__Task statement__.
Exactly reproduce the line containing "outline egret head, every instance" and all later lines to the end of the entries, leaving the pictures out of your copy.

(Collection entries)
######

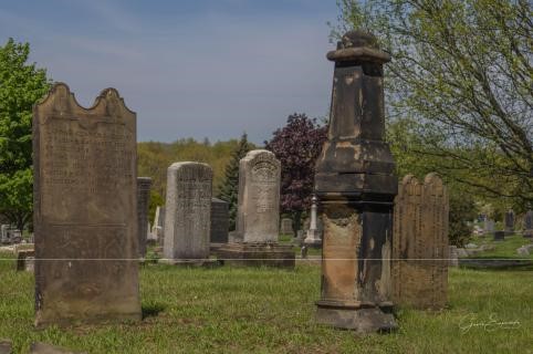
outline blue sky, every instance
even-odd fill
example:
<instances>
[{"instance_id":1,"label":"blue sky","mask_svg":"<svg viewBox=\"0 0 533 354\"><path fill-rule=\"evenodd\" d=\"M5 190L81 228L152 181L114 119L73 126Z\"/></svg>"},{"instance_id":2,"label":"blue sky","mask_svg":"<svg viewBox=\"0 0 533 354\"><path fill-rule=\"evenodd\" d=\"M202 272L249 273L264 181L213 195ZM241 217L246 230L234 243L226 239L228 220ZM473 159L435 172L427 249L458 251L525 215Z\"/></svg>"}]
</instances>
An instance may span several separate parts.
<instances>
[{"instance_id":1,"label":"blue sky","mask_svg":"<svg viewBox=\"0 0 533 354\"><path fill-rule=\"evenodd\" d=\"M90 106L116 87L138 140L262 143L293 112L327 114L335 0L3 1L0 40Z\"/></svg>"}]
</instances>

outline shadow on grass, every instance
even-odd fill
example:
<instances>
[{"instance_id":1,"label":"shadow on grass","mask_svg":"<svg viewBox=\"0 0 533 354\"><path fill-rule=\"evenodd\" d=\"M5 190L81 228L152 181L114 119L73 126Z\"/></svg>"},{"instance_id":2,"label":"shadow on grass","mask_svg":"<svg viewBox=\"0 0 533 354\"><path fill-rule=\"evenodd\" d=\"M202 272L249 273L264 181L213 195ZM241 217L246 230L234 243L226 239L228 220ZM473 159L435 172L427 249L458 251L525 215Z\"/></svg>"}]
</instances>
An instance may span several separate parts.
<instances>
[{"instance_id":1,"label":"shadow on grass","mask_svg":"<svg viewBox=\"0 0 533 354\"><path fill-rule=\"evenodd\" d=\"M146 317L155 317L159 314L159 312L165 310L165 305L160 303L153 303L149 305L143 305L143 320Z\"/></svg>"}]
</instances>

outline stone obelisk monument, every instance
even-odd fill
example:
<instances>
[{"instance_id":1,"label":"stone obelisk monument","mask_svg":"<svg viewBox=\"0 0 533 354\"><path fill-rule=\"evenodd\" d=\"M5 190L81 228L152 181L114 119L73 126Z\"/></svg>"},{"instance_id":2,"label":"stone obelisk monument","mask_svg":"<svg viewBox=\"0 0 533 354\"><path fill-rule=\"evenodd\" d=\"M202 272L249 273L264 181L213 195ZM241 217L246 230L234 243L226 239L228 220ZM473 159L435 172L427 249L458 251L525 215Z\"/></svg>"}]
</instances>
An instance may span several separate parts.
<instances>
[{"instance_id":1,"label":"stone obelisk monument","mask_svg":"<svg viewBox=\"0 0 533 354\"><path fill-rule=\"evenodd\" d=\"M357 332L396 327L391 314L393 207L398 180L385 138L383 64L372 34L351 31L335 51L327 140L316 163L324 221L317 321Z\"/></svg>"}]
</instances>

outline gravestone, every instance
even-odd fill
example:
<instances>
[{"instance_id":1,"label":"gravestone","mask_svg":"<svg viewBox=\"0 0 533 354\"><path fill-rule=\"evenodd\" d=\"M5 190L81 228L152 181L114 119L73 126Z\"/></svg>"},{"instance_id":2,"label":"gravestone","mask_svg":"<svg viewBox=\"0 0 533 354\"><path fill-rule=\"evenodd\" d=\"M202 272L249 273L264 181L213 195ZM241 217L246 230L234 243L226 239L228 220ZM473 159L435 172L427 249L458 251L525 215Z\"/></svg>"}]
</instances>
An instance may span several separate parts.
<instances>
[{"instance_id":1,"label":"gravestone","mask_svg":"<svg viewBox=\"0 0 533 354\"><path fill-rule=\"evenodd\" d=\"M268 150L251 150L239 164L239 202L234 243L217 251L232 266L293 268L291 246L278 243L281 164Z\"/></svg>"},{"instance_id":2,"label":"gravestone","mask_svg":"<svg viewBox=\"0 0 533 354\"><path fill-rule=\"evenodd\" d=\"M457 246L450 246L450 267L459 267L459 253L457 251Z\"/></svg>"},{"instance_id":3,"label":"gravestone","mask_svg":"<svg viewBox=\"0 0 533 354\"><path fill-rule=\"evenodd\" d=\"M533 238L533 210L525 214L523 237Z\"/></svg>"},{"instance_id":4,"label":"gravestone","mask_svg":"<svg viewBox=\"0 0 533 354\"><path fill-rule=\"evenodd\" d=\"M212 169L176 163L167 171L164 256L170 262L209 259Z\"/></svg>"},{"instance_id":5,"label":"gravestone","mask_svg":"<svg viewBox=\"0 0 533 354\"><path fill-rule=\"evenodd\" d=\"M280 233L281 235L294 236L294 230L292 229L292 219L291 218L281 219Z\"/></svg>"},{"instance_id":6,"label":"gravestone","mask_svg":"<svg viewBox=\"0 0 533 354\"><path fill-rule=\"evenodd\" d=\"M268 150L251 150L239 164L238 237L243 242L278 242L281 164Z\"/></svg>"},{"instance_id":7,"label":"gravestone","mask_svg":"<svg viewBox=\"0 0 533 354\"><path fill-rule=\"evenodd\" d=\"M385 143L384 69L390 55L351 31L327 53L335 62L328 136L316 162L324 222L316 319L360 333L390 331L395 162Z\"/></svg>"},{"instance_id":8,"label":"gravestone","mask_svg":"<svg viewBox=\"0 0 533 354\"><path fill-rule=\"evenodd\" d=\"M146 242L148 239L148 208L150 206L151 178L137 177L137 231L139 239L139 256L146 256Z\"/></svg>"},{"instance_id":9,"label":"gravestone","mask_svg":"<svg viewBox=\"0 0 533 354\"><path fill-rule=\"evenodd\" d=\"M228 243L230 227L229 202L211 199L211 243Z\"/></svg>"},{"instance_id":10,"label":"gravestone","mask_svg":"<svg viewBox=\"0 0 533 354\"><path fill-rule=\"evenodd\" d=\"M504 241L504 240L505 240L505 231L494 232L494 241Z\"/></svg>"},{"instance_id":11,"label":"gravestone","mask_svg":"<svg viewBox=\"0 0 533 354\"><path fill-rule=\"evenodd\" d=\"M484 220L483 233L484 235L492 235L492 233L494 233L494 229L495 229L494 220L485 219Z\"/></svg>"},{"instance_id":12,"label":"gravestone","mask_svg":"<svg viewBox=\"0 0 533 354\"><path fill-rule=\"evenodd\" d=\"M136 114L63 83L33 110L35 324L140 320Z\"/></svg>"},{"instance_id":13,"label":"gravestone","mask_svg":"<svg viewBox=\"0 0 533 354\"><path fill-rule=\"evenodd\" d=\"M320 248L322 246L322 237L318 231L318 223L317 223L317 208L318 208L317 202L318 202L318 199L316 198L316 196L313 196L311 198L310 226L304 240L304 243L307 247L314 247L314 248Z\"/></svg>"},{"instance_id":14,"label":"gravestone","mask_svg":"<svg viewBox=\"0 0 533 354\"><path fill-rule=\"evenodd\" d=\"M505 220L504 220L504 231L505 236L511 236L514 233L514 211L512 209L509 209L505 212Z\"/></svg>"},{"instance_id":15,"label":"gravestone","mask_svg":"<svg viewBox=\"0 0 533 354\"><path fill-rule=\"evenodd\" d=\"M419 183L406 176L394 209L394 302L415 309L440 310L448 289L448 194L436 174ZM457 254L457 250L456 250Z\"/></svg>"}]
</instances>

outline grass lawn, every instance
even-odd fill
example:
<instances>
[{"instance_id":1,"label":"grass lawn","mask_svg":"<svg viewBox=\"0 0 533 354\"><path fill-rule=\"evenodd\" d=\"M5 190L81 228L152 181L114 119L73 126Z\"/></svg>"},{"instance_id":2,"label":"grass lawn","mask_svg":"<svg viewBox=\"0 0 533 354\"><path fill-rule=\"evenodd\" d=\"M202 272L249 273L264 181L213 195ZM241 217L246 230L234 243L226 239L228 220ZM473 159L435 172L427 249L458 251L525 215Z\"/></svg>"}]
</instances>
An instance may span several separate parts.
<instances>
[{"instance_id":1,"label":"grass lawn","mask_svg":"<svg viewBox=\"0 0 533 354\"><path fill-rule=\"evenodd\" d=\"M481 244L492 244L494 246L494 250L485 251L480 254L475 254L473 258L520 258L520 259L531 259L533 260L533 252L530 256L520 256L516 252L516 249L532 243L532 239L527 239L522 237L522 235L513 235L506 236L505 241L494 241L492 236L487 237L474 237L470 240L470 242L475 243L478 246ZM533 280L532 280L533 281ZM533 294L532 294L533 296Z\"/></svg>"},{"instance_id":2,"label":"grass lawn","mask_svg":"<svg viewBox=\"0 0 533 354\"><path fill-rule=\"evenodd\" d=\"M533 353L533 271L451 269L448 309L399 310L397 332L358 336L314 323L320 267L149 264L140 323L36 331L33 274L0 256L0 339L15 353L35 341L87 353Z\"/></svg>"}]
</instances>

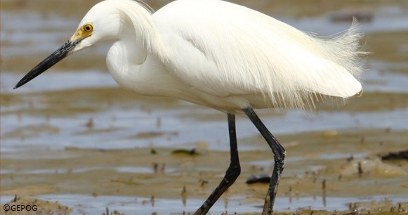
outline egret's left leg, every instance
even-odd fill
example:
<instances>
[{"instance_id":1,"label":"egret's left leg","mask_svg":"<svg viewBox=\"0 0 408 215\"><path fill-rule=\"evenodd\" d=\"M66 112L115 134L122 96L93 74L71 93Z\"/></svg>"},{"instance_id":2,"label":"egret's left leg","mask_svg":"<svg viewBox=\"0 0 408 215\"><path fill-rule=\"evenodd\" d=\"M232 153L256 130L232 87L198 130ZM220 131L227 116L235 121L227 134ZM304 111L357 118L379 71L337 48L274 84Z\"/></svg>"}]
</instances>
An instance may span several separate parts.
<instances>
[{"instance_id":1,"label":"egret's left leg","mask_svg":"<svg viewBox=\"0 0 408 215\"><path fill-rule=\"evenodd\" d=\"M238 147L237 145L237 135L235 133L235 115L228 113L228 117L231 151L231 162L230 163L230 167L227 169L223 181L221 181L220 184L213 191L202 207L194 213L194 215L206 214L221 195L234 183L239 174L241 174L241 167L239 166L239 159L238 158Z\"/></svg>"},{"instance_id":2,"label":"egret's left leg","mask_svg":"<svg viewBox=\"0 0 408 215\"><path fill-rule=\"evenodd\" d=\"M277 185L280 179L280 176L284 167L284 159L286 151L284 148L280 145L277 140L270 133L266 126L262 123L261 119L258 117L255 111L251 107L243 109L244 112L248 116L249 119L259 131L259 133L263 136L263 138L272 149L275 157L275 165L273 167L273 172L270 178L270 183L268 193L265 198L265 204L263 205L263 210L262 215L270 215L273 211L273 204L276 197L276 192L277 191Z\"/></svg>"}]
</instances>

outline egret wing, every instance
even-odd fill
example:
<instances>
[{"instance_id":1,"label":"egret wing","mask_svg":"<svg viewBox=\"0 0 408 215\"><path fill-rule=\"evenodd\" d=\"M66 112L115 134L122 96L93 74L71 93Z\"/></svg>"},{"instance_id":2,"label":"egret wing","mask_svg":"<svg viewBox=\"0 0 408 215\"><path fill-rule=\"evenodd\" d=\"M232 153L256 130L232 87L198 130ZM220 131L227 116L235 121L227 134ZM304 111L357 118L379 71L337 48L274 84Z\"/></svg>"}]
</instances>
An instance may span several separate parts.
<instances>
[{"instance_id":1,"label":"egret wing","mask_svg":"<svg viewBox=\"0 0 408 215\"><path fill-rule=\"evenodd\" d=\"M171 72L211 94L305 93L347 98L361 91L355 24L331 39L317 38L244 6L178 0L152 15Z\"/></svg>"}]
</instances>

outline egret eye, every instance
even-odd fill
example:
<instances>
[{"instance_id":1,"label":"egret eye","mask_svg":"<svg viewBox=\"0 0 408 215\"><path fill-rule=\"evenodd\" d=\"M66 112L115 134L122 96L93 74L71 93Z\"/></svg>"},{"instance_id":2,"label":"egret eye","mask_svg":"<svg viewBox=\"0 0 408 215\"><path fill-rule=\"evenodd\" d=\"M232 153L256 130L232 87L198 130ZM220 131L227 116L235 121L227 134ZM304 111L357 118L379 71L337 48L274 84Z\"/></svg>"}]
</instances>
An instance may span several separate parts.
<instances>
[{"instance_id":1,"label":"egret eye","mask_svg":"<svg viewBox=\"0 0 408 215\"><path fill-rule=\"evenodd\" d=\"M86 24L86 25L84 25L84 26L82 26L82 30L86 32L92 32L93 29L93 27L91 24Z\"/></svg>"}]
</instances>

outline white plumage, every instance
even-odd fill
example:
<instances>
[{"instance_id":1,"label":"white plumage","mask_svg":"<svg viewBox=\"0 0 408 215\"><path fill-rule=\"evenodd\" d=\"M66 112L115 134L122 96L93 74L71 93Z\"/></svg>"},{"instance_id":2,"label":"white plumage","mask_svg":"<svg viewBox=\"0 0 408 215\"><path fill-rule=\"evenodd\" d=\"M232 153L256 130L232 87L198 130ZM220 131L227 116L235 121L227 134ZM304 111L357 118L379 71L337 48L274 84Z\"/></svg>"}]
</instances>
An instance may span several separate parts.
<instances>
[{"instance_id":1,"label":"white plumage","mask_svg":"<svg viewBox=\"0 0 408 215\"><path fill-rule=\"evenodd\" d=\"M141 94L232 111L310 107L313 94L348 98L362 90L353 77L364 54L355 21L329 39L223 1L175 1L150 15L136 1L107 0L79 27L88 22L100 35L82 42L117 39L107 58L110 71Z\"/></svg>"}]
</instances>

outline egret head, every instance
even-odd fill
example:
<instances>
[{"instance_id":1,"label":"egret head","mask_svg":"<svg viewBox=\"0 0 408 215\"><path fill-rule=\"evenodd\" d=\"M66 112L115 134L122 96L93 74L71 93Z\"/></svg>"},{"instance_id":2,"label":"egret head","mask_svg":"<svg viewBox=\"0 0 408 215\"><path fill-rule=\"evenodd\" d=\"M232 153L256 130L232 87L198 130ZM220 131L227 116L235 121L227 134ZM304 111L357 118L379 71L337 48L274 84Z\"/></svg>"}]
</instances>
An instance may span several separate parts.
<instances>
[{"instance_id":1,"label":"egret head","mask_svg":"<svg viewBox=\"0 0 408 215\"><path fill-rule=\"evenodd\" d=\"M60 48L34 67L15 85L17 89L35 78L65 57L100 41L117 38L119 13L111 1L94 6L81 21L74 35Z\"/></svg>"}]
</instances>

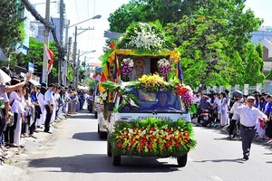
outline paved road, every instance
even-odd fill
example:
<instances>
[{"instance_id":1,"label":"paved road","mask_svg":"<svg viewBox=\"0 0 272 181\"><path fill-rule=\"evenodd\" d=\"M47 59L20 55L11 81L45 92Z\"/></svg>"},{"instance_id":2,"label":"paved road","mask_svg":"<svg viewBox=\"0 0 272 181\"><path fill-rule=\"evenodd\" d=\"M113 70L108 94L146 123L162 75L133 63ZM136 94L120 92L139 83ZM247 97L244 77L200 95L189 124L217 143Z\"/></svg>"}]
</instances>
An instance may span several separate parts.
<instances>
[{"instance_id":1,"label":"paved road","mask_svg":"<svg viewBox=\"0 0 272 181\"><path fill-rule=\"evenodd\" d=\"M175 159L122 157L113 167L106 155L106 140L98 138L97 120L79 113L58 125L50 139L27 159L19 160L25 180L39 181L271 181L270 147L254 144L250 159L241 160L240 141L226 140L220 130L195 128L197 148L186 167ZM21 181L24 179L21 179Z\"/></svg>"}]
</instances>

######

__Written solution__.
outline egret head, every instance
even-odd fill
example:
<instances>
[{"instance_id":1,"label":"egret head","mask_svg":"<svg viewBox=\"0 0 408 215\"><path fill-rule=\"evenodd\" d=\"M66 112L115 134L122 96L93 74L71 93Z\"/></svg>"},{"instance_id":2,"label":"egret head","mask_svg":"<svg viewBox=\"0 0 408 215\"><path fill-rule=\"evenodd\" d=\"M232 153L256 130L232 87L198 130ZM220 131L227 116L235 121L227 134ZM304 111L357 118L379 71L337 48L274 84Z\"/></svg>"}]
</instances>
An instance may span several separate parts.
<instances>
[{"instance_id":1,"label":"egret head","mask_svg":"<svg viewBox=\"0 0 408 215\"><path fill-rule=\"evenodd\" d=\"M60 48L34 67L15 85L17 89L35 78L65 57L100 41L117 38L119 13L111 1L94 6L81 21L74 35Z\"/></svg>"}]
</instances>

outline paved road, every instance
even-odd fill
example:
<instances>
[{"instance_id":1,"label":"paved road","mask_svg":"<svg viewBox=\"0 0 272 181\"><path fill-rule=\"evenodd\" d=\"M47 59L20 55L11 81L45 92Z\"/></svg>"},{"instance_id":2,"label":"paved road","mask_svg":"<svg viewBox=\"0 0 272 181\"><path fill-rule=\"evenodd\" d=\"M113 70L108 94L146 123L162 75L133 63ZM136 94L120 92L139 83ZM247 97L244 77L200 95L189 124L217 143Z\"/></svg>"}]
</instances>
An instance may span several separate parts.
<instances>
[{"instance_id":1,"label":"paved road","mask_svg":"<svg viewBox=\"0 0 272 181\"><path fill-rule=\"evenodd\" d=\"M175 159L122 157L113 167L106 155L106 140L98 138L97 120L79 113L58 125L50 139L27 159L19 160L25 180L39 181L271 181L270 147L254 144L250 159L241 160L240 141L226 140L220 130L195 128L197 148L186 167ZM21 181L24 179L21 179Z\"/></svg>"}]
</instances>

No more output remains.